China’s international contradiction reflects a domestic contradiction. In space exploration, in military technology and in many aspects of manufacturing industry, China is a modern superpower. Shanghai, especially Pudong, is a world-leading 21st century city. China’s trains, ports, airports, telecommunications and universal wi-fi access make the United States look backward by comparison.
Simultaneously, however, China’s rural healthcare systems, its systems to care for the aged, its pension systems, its insurance systems and its rural financial systems are those of a developing country rather than a modern superpower. China’s poverty reduction has been one of the greatest triumphs of human history, but the standard of living for several hundred million people remains very low.

Its fiscal system, which places most social burdens on local governments while retaining most revenues for the central government, has worked because local governments were allowed to be extremely creative, rule-breaking, financially risky and corrupt. Now, the effort to impose strict rules and financial accountability and to eliminate corruption is mak- ing the skewed distribution of responsibilities and revenues an untenable contradiction.
These contradictions arise because China has chosen in the 21st century to emphasize urban modernity and geopolitical glory over universal well-being for its citizens.
If China refocuses on its domestic social challenges, it will have a solid foundation for global economic and geopolitical competition. If China accepts responsibility for international stability, its fishing boats will be as acceptable globally as France’s. CATL and Huawei could enjoy accepted global preeminence, as Toyota does.
US overreaction
The US overreacts to the damage from these transitions, and it reacts fearfully to a challenge to its global primacy. Its unwillingness to accept massive intellectual property theft and destructive unfair competition is rational and reasonable. But, faced with a rival, America’s status insecurity becomes a triumph of passion over calculation.
US political elites often think and talk as if US global leadership, US global dominance, were some kind of moral right. The prospect that some other system might outperform US-style democracy is perceived as a mortal threat.

• YOUR INSTRUCTIONS: In the passage on China's contradictions, what reason does it give for why these contradictions arise?

• SOURCE DATA:

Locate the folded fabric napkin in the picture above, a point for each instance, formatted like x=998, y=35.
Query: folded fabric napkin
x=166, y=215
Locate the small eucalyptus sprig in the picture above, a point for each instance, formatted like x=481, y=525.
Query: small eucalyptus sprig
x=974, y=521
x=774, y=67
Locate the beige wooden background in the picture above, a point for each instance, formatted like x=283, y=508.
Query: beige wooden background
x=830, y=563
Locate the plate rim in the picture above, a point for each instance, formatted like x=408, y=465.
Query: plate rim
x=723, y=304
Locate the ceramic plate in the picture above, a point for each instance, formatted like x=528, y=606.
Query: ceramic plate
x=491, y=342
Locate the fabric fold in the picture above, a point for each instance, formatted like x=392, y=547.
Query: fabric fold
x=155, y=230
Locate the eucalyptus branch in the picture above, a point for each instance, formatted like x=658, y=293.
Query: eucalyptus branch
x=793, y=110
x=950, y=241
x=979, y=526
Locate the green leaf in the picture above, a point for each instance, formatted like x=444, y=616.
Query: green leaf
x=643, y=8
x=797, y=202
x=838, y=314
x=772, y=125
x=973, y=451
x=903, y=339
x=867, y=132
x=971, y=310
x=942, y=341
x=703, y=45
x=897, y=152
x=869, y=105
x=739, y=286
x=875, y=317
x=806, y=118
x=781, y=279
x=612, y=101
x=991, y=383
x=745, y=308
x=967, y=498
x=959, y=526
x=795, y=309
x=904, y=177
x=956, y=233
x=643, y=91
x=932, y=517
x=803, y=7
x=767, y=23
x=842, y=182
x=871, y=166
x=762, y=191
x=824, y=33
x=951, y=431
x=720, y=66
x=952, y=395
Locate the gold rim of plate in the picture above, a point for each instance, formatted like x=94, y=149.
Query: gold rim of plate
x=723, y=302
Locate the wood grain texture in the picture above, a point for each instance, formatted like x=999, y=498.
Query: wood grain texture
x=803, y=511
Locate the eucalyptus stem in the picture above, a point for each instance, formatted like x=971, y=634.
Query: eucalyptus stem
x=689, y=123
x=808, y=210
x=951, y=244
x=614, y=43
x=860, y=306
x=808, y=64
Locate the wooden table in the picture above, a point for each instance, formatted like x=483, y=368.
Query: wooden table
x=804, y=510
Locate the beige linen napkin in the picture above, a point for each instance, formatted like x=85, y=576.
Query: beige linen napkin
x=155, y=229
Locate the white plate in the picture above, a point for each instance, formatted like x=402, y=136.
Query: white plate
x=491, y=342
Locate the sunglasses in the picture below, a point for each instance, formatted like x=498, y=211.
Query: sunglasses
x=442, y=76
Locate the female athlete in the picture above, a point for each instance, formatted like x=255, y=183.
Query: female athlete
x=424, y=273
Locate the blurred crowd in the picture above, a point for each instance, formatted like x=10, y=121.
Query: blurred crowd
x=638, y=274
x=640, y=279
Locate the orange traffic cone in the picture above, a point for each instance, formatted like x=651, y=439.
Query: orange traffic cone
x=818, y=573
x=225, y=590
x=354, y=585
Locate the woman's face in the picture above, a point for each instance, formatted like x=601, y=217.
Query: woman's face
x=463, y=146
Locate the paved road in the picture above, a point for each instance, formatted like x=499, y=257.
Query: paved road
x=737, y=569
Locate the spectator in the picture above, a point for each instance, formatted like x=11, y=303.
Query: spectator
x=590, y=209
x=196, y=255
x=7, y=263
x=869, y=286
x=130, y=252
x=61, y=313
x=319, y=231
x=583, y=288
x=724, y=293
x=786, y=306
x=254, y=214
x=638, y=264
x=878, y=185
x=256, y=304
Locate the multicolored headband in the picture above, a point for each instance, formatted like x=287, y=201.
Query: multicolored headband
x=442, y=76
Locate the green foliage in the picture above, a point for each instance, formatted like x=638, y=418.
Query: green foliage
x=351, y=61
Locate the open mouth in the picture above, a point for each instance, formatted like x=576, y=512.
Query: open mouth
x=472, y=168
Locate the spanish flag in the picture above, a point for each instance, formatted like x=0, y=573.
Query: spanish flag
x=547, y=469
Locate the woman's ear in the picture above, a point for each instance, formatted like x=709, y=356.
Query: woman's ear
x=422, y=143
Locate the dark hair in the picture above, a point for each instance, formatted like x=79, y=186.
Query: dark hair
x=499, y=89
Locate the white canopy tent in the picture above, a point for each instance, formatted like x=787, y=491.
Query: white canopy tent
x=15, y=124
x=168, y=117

• EXERCISE RESULT: China has chosen in the 21st century to emphasize urban modernity and geopolitical glory over universal well-being for its citizens.